[[ Text under study open ]]
Caffeinated alcohol behind teen's death

Experts warn against the growing trend of mixing alcohol and energy drinks

A cocktail of alcohol and energy drinks mixed according to an online recipe appears to be behind the death of a teenage girl in Sydney this week.

Fifteen-year-old Paris Kamper was found unconscious in her home on Friday night and rushed to Westmead Children's Hospital, where her blood alcohol content was recorded at a lethal .40, according to media reports.

She died three days later.

Commenting on the case, Dr David Caldicott, an emergency consultant and senior clinical lecturer in medicine at the Australian National University, says the combination of alcohol and caffeine, particularly in uninitiated drinkers, is particularly dangerous.

He points to several studies that have demonstrated how caffeine can mask the effects of alcohol-induced fatigue, allowing consumers to “drink more alcohol, for longer, with ever-increasing rates of disinhibition and risk of poisoning from the alcohol moiety”.

In particular, research conducted at the same university by Dr Rebecca McKetin shows that caffeinated alcoholic beverages appear to increase the desire to drink more alcohol, often described as ‘the priming effect’.

Dr Caldicott notes that Australia has some of the strictest laws regarding energy drinks in the world, but he says the simple addition of alcohol seems to have rendered them largely invisible to scrutiny.

The US banned the sale of premixed or ready-to-drink caffeinated alcoholic drinks in 2010, he adds.

Associate Professor Melissa Norberg, a behavioural scientist at Macquarie University, says that, although fewer adolescents are drinking alcohol these days, when they do drink, they are likely to choose a caffeinated alcoholic beverage.

Espresso martinis, rum and cokes, vodka Red Bulls and Jagerbombs are common examples, she says.
[[ Text under study closed ]]
### What to do
Reproduce the article on caffeinated alcohol verbatim from "Experts warn against" to "to media reports.".
[[ Provided data open ]]
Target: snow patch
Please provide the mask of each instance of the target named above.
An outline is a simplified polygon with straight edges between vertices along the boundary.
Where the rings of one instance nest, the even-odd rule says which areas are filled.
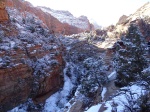
[[[107,92],[107,88],[106,88],[106,87],[103,87],[103,91],[102,91],[102,93],[101,93],[102,100],[104,99],[106,92]]]
[[[98,112],[102,104],[94,105],[84,112]]]

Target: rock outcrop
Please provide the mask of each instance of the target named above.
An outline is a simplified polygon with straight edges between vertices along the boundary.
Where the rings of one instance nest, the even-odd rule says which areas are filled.
[[[0,0],[0,22],[8,20],[8,14],[5,8],[5,0]]]
[[[53,10],[47,7],[39,8],[57,18],[61,23],[67,23],[83,30],[91,30],[90,22],[86,16],[80,16],[76,18],[69,11]]]
[[[50,13],[44,12],[38,7],[33,7],[27,1],[6,0],[6,6],[18,9],[20,13],[22,13],[24,16],[26,16],[26,13],[31,13],[37,16],[40,20],[42,20],[42,22],[46,25],[46,27],[49,28],[49,30],[55,33],[69,35],[80,33],[83,32],[84,30],[90,30],[90,26],[87,26],[86,28],[83,29],[74,25],[70,25],[68,23],[62,23],[61,21],[59,21],[59,19],[57,19]]]
[[[0,25],[0,110],[4,112],[28,98],[44,102],[63,86],[65,66],[63,45],[41,20],[29,13],[24,18],[19,9],[7,11],[10,20]]]

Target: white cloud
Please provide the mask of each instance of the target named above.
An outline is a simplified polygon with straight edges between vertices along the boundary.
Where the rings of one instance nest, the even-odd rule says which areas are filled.
[[[34,6],[68,10],[75,16],[85,15],[100,25],[115,24],[123,14],[134,13],[150,0],[27,0]]]

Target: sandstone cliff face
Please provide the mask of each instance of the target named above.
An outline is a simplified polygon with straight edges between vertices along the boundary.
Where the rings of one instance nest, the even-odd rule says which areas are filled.
[[[5,1],[1,0],[0,1],[0,22],[4,22],[8,20],[8,14],[5,8],[6,8]]]
[[[17,4],[19,5],[19,4]],[[0,25],[0,110],[43,102],[63,86],[64,47],[36,16],[7,8]]]
[[[43,21],[43,23],[46,25],[46,27],[49,28],[49,30],[54,31],[55,33],[69,35],[80,33],[84,30],[90,30],[89,27],[87,27],[86,29],[82,29],[77,26],[69,25],[68,23],[62,23],[61,21],[53,17],[50,13],[46,13],[38,7],[33,7],[26,1],[6,0],[6,5],[7,7],[18,9],[21,13],[23,13],[24,16],[26,16],[27,12],[37,16],[40,20]]]
[[[70,26],[80,28],[82,30],[91,30],[90,22],[86,16],[74,17],[69,11],[53,10],[47,7],[39,7],[42,11],[51,14],[61,23],[67,23]]]

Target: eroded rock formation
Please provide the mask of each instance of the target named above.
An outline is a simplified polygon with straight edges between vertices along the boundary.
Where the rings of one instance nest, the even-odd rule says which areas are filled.
[[[5,8],[5,0],[0,0],[0,22],[8,20],[8,14]]]
[[[6,0],[7,7],[16,8],[20,12],[23,13],[24,16],[26,16],[26,13],[31,13],[35,16],[37,16],[40,20],[43,21],[43,23],[46,25],[46,27],[49,28],[49,30],[54,31],[55,33],[61,33],[61,34],[76,34],[83,32],[84,30],[90,30],[90,24],[87,27],[87,29],[81,29],[76,26],[69,25],[68,23],[62,23],[55,17],[53,17],[50,13],[42,11],[38,7],[33,7],[29,2],[21,1],[21,0]]]
[[[63,86],[65,66],[64,47],[55,35],[36,20],[20,21],[23,15],[17,10],[10,8],[8,13],[10,20],[0,25],[0,110],[4,112],[28,98],[44,102]]]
[[ Provided data closed ]]
### Your response
Experts warn against the growing trend of mixing alcohol and energy drinks

A cocktail of alcohol and energy drinks mixed according to an online recipe appears to be behind the death of a teenage girl in Sydney this week.

Fifteen-year-old Paris Kamper was found unconscious in her home on Friday night and rushed to Westmead Children's Hospital, where her blood alcohol content was recorded at a lethal .40, according to media reports.